◆ What to work on ◆
a - From the passage on O'Connell and the Repeal movement, return the text between "When it became" and "of fate 1848.", inclusive, copied with no changes.
b - Report every line of the entries that contains the string "right", copying each line in full. Case counts.

◆ Excerpted passage ◆
+ + +

In Ireland men were reposing unbounded faith in another sort of
political panacea for every personal and social evil--the Repeal of
the Union with England, advocated by Daniel O'Connell, with all the
power of his passionate Celtic eloquence, and supported by all his
extraordinary personal influence. Apparently he hoped to carry this
agitation to the same triumphant issue as that for Catholic
emancipation, in which he had taken a conspicuous part; but the new
movement did not, like the old one, appeal immediately and plausibly
to the English sense of fair play and natural justice. A competent
and not unfriendly observer has remarked that O'Connell's "theory and
policy were that Ireland was to be saved by a dictatorship entrusted
to himself." Whether any salvation for the unhappy land did lie in
such a dictatorship was a point on which opinion might well be
divided. English opinion was massively hostile to it; but for years
all the political enthusiasm of Ireland centred in O'Connell and the
cause he upheld. The country might be on the brink of ruin and
starvation, but the peril seemed forgotten while the dream lasted.
The agitator was wont to refer to the Queen in terms of extravagant
loyalty, and it would seem that the feeling was largely shared by his
followers. However futile and vainglorious his scheme and methods may
appear, we must not deny to him a distinction, rare indeed among
Irish agitators, of having steadily disclaimed violence and advocated
orderly and peaceable proceedings. He thought his cause would be
injured, and not advanced, by such outrages as before and since his
day have too often disgraced party warfare in Ireland. His favourite
maxim was that "the man who commits a crime gives strength to the
enemy." This opinion was not heartily endorsed by all his followers.
When it became clear that his dislike of physical force was real,
when he did not defy the Government, at last stirred into hostile
action by the demonstrations he organised, there was an end of his
power over the fiercer spirits whom he had roused against the rule of
"the Saxon"--luckless phrase with which he had enriched the
Anglo-Irish controversy, and misleading as luckless. O'Connell died,
a broken and disappointed man, on his way to Rome in 1847; but the
spirit he had raised and could not rule did not die with him, and the
younger, more turbulent leaders, who had outbid him for popular
approval, continued their anti-English warfare with growing zeal
until the year of fate 1848.

+ + +

◆ Supplied records ◆
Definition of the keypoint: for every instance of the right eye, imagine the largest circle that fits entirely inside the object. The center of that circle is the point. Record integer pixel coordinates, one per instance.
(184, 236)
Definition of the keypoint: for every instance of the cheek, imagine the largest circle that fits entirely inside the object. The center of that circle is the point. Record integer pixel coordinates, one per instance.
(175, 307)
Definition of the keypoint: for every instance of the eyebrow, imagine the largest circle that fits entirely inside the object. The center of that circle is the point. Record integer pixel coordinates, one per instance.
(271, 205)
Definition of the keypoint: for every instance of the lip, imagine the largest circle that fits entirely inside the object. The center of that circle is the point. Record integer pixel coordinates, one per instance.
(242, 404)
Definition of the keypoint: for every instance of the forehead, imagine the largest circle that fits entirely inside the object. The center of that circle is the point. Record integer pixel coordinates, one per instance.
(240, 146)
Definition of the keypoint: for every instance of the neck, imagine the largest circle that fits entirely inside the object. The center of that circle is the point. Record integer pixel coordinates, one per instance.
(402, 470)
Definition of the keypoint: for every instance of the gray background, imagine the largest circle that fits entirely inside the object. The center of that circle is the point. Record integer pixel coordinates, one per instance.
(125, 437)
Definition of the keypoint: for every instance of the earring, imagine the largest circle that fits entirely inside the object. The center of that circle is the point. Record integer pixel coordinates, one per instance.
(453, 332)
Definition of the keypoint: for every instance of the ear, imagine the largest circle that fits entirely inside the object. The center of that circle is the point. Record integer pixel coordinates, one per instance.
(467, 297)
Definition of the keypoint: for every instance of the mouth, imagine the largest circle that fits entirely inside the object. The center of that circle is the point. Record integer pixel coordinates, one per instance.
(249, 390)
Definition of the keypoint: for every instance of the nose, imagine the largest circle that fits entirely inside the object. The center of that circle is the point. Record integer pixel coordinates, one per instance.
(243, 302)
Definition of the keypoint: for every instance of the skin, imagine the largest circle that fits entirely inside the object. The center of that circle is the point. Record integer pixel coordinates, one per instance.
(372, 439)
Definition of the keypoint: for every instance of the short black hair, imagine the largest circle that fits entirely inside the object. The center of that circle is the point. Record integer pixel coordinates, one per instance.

+ + +

◆ The responses ◆
a -
When it became clear that his dislike of physical force was real,
when he did not defy the Government, at last stirred into hostile
action by the demonstrations he organised, there was an end of his
power over the fiercer spirits whom he had roused against the rule of
"the Saxon"--luckless phrase with which he had enriched the
Anglo-Irish controversy, and misleading as luckless. O'Connell died,
a broken and disappointed man, on his way to Rome in 1847; but the
spirit he had raised and could not rule did not die with him, and the
younger, more turbulent leaders, who had outbid him for popular
approval, continued their anti-English warfare with growing zeal
until the year of fate 1848.

b -
Definition of the keypoint: for every instance of the right eye, imagine the largest circle that fits entirely inside the object. The center of that circle is the point. Record integer pixel coordinates, one per instance.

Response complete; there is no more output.